* Start DATA SECTION *

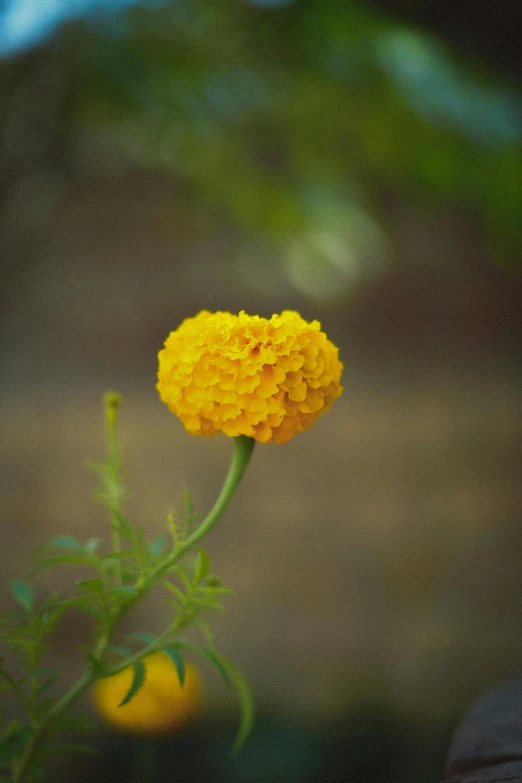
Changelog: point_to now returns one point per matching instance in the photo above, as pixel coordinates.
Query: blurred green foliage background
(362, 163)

* End DATA SECTION *
* Start DATA SECTION *

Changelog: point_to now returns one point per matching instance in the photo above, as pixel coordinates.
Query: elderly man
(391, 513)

* End DATA SECTION *
* Start DATA SECTION *

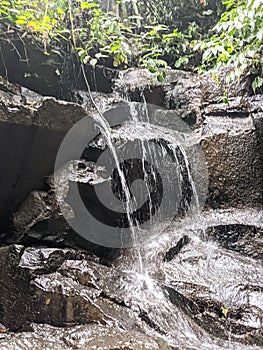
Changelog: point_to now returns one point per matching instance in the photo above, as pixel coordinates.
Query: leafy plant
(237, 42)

* End DATA SECTION *

§ GOAL
Gather every line in the items above that contains the string "Query". Letter case must match.

§ RESPONSE
Query: blurred green foliage background
Query: elderly man
Query: leafy plant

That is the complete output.